* begin Raw data *

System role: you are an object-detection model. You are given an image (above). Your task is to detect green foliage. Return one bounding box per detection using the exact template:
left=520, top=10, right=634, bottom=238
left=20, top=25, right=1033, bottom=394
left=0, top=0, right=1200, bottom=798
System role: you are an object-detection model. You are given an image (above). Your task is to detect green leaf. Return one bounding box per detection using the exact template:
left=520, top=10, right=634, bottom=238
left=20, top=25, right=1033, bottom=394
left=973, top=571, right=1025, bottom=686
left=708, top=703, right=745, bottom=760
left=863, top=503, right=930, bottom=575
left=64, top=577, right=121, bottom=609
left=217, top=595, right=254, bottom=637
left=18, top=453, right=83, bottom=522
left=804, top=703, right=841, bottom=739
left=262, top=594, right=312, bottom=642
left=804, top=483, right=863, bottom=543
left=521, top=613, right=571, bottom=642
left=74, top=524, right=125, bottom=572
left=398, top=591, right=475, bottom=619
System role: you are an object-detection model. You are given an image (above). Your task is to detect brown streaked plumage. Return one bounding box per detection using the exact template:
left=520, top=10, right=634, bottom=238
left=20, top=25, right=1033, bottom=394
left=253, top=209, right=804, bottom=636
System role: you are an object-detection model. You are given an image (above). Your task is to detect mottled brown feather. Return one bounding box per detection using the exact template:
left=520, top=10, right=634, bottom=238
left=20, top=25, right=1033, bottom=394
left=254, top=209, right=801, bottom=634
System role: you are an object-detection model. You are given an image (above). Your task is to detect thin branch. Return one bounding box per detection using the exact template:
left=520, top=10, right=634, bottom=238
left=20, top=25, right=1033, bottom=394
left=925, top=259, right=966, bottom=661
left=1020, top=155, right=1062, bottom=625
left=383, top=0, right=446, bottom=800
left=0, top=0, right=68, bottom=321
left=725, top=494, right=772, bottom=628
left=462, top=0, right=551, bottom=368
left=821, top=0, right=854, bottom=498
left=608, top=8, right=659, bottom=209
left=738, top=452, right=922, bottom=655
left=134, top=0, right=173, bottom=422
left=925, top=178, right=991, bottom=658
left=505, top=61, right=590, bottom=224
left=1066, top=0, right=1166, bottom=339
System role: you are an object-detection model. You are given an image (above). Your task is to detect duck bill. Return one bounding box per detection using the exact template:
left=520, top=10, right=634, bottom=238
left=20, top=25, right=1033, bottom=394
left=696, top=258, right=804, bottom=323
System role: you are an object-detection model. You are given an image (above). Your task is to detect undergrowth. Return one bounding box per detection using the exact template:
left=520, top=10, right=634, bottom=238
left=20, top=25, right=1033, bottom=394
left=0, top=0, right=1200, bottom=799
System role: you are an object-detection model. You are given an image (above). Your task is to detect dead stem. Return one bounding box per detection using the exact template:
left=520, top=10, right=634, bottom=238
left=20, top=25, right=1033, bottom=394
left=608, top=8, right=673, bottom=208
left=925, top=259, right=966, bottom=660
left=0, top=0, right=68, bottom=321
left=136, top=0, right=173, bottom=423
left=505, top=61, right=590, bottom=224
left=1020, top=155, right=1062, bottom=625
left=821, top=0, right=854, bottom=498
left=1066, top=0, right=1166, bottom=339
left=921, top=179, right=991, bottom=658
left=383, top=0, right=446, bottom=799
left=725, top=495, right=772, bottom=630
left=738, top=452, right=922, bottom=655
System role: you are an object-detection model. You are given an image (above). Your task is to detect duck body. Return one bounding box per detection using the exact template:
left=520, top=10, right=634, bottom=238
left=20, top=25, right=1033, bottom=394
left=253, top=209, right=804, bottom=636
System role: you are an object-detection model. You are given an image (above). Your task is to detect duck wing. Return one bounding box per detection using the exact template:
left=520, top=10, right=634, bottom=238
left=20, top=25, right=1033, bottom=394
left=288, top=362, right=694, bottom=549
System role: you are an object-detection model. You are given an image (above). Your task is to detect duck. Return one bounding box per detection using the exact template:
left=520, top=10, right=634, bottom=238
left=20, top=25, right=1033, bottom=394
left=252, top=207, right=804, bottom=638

* end Raw data *
* begin Raw data *

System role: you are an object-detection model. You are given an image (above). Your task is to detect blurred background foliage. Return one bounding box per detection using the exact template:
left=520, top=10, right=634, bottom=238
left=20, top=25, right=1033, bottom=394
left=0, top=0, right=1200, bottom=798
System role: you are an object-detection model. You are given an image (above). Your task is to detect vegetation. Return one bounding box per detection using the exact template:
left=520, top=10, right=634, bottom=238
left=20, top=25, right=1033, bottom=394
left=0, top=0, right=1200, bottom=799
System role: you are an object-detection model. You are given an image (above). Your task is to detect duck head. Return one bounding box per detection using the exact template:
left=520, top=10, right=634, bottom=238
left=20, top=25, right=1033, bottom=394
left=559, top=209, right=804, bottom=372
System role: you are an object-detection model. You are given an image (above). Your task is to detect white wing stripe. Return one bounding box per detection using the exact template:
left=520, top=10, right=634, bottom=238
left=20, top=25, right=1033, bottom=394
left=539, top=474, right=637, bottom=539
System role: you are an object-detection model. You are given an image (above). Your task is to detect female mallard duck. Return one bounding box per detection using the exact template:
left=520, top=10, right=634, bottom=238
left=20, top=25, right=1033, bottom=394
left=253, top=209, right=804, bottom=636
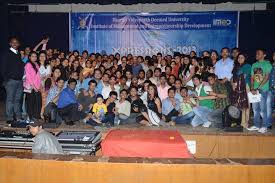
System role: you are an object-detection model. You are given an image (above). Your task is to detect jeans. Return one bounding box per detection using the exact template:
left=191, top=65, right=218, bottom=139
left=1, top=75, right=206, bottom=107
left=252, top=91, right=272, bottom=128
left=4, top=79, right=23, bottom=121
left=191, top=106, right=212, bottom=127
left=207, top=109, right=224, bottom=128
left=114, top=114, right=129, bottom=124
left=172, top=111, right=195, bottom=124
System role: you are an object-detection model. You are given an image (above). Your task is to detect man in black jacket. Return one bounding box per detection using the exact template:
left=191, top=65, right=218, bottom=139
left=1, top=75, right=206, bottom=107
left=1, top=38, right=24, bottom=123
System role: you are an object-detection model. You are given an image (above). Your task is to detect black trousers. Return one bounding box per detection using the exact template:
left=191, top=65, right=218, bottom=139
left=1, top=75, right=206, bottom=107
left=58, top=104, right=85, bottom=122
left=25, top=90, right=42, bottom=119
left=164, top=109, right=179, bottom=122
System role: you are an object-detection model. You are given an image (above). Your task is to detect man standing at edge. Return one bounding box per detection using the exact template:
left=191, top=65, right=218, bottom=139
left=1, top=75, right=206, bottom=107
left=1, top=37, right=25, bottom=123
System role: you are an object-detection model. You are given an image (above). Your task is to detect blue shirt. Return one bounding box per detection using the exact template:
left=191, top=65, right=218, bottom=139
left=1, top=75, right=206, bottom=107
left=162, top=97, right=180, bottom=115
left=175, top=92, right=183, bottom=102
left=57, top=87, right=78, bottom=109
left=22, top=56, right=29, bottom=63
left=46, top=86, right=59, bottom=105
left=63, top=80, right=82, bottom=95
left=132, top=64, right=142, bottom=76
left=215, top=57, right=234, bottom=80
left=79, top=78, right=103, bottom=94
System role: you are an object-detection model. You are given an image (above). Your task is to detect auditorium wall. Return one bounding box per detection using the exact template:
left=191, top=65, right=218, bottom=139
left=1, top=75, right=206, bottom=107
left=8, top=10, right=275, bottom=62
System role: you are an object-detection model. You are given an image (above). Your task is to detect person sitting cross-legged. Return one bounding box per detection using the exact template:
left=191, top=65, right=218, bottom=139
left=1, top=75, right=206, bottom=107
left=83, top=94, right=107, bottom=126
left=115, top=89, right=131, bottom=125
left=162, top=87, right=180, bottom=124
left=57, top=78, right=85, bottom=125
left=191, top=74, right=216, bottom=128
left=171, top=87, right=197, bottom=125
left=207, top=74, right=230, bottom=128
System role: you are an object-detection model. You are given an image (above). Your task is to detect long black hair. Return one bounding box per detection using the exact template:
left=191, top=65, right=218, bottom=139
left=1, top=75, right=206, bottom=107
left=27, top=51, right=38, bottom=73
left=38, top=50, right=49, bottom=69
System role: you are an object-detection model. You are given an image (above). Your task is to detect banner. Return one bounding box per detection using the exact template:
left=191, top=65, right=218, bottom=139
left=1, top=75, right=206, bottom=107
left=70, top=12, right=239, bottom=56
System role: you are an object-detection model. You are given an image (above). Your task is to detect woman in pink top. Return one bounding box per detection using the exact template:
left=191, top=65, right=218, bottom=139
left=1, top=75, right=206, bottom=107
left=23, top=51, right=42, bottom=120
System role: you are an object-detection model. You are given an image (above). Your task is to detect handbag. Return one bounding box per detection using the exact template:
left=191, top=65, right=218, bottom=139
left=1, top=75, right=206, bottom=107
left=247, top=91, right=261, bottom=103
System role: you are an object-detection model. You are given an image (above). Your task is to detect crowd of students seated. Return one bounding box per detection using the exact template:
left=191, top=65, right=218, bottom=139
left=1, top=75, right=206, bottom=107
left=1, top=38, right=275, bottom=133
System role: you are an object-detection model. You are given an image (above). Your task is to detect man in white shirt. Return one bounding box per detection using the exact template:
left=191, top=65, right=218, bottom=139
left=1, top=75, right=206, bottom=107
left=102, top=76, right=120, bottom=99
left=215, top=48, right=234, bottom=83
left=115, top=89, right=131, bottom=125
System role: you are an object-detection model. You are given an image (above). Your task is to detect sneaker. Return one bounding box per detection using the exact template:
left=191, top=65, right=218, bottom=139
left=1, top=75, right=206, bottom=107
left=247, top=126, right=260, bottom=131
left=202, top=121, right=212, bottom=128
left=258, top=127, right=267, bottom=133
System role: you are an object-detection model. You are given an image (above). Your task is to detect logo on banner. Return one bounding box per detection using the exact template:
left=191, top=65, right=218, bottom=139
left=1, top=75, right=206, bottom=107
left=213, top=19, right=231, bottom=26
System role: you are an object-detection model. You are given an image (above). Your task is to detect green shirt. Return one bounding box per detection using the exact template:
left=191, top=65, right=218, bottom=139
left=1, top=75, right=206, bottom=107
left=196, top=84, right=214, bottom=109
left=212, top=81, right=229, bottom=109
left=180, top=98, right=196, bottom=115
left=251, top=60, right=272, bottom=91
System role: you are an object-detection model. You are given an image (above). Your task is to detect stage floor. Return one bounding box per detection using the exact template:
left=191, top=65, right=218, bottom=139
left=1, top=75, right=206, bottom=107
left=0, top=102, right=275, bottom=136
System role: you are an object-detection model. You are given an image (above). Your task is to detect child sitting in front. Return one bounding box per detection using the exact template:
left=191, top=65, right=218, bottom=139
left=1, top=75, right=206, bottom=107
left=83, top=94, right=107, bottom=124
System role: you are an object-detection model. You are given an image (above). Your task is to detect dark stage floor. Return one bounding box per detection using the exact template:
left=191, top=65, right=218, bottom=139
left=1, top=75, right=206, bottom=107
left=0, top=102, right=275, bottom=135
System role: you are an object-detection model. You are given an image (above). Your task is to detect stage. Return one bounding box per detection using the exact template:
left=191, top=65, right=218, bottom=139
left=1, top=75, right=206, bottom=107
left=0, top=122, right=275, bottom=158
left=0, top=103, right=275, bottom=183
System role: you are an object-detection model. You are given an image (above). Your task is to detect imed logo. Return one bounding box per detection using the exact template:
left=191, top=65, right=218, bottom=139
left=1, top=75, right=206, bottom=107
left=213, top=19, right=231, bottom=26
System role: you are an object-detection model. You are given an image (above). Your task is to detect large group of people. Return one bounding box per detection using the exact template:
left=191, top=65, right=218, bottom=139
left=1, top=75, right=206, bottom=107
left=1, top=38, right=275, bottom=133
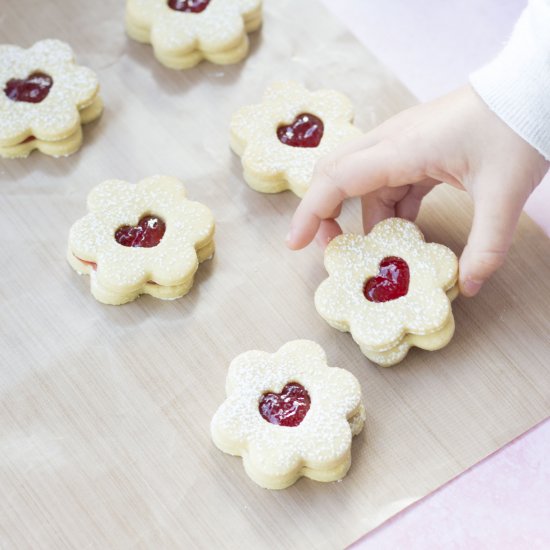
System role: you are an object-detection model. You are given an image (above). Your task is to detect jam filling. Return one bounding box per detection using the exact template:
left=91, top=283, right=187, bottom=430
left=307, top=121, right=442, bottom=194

* end Raw data *
* begin Raw data *

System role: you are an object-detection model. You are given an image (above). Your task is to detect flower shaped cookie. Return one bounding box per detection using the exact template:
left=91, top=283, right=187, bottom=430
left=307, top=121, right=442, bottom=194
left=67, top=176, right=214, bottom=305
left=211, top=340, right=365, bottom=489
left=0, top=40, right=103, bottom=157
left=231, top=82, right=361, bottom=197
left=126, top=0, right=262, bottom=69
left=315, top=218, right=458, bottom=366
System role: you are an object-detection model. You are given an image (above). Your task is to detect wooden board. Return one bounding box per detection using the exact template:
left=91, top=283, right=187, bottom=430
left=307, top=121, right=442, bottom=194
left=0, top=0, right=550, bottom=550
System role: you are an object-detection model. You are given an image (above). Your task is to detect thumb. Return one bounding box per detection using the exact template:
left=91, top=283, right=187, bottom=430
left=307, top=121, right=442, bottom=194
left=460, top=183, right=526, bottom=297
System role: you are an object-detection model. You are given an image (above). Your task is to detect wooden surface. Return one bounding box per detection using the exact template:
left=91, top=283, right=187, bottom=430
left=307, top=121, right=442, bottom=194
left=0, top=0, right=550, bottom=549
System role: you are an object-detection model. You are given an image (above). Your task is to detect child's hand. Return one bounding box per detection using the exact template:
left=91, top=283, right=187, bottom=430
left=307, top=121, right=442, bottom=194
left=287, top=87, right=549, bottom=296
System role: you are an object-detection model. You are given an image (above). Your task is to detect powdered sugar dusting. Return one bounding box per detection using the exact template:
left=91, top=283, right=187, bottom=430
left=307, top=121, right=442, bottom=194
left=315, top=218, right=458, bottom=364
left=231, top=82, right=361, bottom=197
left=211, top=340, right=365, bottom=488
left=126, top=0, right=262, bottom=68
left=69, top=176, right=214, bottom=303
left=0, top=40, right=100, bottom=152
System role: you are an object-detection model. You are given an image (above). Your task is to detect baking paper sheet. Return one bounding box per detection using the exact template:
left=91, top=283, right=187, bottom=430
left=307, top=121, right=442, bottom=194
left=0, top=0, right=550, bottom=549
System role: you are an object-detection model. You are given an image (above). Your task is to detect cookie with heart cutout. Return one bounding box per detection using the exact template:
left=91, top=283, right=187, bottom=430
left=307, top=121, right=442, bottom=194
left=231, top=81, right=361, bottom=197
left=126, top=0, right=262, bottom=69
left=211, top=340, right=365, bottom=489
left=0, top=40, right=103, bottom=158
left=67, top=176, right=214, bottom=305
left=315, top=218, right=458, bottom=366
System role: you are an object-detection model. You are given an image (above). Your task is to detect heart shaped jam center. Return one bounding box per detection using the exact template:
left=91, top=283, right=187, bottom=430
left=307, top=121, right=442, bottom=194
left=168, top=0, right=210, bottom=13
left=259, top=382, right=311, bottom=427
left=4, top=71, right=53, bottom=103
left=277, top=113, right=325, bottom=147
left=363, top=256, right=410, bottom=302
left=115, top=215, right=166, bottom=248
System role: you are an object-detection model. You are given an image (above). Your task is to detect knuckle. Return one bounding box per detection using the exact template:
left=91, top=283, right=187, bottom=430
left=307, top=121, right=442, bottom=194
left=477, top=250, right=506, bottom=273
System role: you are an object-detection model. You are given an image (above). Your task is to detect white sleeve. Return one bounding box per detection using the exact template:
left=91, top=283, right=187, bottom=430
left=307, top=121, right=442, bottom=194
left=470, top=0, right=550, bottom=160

* end Raw data *

What to produce — Can you set down, unchanged, the lines of the records from the one containing "to detect person" through the one containing "left=38, top=50, right=49, bottom=69", including both of those lines?

Written response —
System role: you are an object-detection model. You are given an image (above). Your task is to detect person sitting cross-legged. Return one bounding box per detection using the exact template:
left=191, top=65, right=218, bottom=139
left=1, top=75, right=206, bottom=107
left=83, top=94, right=107, bottom=126
left=115, top=89, right=131, bottom=125
left=162, top=87, right=180, bottom=124
left=57, top=78, right=85, bottom=125
left=191, top=74, right=216, bottom=128
left=171, top=87, right=197, bottom=125
left=207, top=74, right=230, bottom=128
System role: you are an object-detection model. You are given an image (above). Your task is to detect long black hair. Return one bounding box per detection using the exact template:
left=191, top=65, right=218, bottom=139
left=1, top=75, right=206, bottom=107
left=27, top=51, right=38, bottom=73
left=38, top=50, right=49, bottom=69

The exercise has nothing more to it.